- _Description of the task_: Below are the records; they must be reproduced verbatim.

- _Information supplied_:

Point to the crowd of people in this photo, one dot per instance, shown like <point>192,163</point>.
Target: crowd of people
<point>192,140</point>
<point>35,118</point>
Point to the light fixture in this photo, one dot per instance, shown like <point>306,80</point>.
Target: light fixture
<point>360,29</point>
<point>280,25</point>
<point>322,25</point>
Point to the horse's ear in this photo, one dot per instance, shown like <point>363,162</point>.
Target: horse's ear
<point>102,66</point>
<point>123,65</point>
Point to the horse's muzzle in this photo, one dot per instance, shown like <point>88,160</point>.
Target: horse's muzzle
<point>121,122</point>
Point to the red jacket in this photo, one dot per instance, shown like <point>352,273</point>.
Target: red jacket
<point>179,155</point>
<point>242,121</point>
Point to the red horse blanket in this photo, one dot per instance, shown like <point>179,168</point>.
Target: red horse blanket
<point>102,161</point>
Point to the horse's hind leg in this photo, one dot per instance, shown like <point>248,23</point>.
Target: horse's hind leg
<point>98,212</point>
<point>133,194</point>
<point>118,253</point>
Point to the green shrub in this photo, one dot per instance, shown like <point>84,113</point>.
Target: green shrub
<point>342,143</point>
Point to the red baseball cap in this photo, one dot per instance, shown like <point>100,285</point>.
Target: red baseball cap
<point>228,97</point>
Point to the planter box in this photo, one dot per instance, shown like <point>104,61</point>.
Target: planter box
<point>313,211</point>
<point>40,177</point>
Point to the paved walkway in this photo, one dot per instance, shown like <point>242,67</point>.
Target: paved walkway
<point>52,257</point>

- _Solution to this problem_:
Point to the crowd of people in this photo, one dot per instance, shown like <point>192,163</point>.
Target: crowd of people
<point>192,140</point>
<point>35,118</point>
Point to the light fixture in this photo, one dot per instance, shown like <point>306,80</point>.
Target: light fixture
<point>360,29</point>
<point>280,25</point>
<point>322,25</point>
Point to the horse's ear in this photo, one dot per instance, shown like <point>363,162</point>.
Target: horse's ear
<point>102,66</point>
<point>123,65</point>
Point to the horse's muzzle in this photo, one dot per instance, shown like <point>88,160</point>.
Target: horse's muzzle
<point>121,122</point>
Point to the red jacket in this photo, one dot per instance, shown like <point>352,273</point>.
Target: red jacket
<point>179,155</point>
<point>242,121</point>
Point to the red horse blanket in this photo, one dot per instance, shown like <point>179,168</point>.
Target: red horse blanket
<point>102,161</point>
Point to the horse's hind leg in this photo, one dot per instance, shown like <point>248,23</point>.
Target: horse's hind leg
<point>98,212</point>
<point>133,194</point>
<point>118,253</point>
Point to the green shrub in this photo, one dot per instance, shown like <point>84,113</point>.
Target: green shrub
<point>342,143</point>
Point to the red baseball cap in this photo, one dot per instance, shown like <point>100,285</point>.
Target: red baseball cap
<point>228,97</point>
Point to the planter box in this photo, one dot per instance, shown like <point>104,61</point>.
Target: planter box
<point>313,211</point>
<point>40,177</point>
Point to the paved walkway in this photo, one dot per instance, shown like <point>242,67</point>.
Target: paved walkway
<point>52,257</point>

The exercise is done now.